This past Friday, the Congressional Budget Office (CBO) and the Joint Committee on Taxation reviewed the main provisions of President Barack Obama’s healthcare plan, formally known as the Patient Proection and Affordable Care Act (ACA). The CBO found repealing the ACA would increase the federal deficit by at least $137 billion, while leaving 19 millions of Americans uninsured. Over the next 10 years, a repeal to the ACA would lead to an additional $353 billion added to the deficit.

The Wall Street Journal reports that estimates show the “loss of tax revenues and loss of spending cuts to Medicare over the next 10 years would exceed the amount of money spent to expand insurance coverage.”

And it's only going to get worse. The greatest impact of the repeal would be felt in the the decade after 2025, when the costs would rise to about one percent of gross domestic product.“That would result in a deficit contribution of around $3.5 trillion over 10 years,” Loren Adler, research director at the Committee for a Responsible Federal Budget, told the Journal.

CBO released their report just days before the Supreme Court is set to rule on the legality of a core provision of the ACA: the subsidies (tax credits) provided to those who enroll in health coverage on health insurance exchanges. The case, King v. Burwell, centers on whether or not the ACA allows for those subsidies to be given to those who obtain coverage through federally-facilitated marketplacers on healthcare.gov, or just to those who purchased insurance on marketplaces built and run by states.

• Supplied data
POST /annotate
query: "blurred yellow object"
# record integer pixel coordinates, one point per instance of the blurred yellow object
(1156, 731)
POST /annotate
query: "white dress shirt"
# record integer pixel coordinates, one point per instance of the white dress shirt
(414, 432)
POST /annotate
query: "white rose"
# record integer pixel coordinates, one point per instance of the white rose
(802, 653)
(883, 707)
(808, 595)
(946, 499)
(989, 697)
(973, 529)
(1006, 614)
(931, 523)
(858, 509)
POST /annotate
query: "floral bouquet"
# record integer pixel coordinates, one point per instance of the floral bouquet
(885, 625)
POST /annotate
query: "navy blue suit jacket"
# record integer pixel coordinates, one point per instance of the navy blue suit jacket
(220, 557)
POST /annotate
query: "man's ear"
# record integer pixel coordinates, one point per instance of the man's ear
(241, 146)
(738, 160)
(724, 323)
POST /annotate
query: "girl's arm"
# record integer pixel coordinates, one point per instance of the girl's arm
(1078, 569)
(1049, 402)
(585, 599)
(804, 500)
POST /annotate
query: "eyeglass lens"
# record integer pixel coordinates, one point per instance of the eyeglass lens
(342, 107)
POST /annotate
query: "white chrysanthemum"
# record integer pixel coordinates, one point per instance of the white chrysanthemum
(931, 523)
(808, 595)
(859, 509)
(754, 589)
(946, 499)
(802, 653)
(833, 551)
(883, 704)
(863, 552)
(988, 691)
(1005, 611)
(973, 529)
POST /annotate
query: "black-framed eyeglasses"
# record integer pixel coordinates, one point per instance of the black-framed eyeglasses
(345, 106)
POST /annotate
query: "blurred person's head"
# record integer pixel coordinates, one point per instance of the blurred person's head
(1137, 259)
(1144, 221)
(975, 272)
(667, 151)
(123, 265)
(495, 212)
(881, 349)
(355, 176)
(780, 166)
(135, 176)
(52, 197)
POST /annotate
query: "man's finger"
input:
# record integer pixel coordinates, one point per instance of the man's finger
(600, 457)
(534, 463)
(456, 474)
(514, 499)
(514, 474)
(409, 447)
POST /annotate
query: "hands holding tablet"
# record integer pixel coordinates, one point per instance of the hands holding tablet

• Study questions
a – Reproduce the passage of the article on repealing the Affordable Care Act from "The Wall Street" up to and including "told the Journal.".
b – Using the article on repealing the Affordable Care Act, answer each question:
(i) Which body reviewed the plan's main provisions together with the Congressional Budget Office?
(ii) What is the name of the Supreme Court case about the ACA subsidies?
(iii) What position does Loren Adler hold?
c – Continue the article on repealing the Affordable Care Act from its last sentence.

• Responses for each task
a –
The Wall Street Journal reports that estimates show the “loss of tax revenues and loss of spending cuts to Medicare over the next 10 years would exceed the amount of money spent to expand insurance coverage.”

And it's only going to get worse. The greatest impact of the repeal would be felt in the the decade after 2025, when the costs would rise to about one percent of gross domestic product.“That would result in a deficit contribution of around $3.5 trillion over 10 years,” Loren Adler, research director at the Committee for a Responsible Federal Budget, told the Journal.

b –
(i) The Joint Committee on Taxation
(ii) King v. Burwell
(iii) Research director at the Committee for a Responsible Federal Budget

c –
Over six million Americans have received subsidies under this exchange provision, and if the Supreme Court rules they were offered illegally, these Americans will have a significantly higher insurance premium.

“This report … shows why it is long past time for the GOP to abandon its effort to take health coverage away from millions of Americans,” Josh Dorner, a Democratic strategist working with the law’s backers, told the Journal.

On the other hand, the CBO found repealing the ACA would lead to slight economic growth; they estimated the national output would increase by 0.7% from 2021 to 2025. Since the ACA makes it so people can work less or stop working altogether without risking their health insurance (just ask presidential candidate Ted Cruz), without it, they might have more incentive to work.

This forced labor participation is a key reason Republicans are in favor of a repeal. For Democrats, the cost to the deficit isn’t worth the cost to the millions of American families who’ve found health care security with the ACA.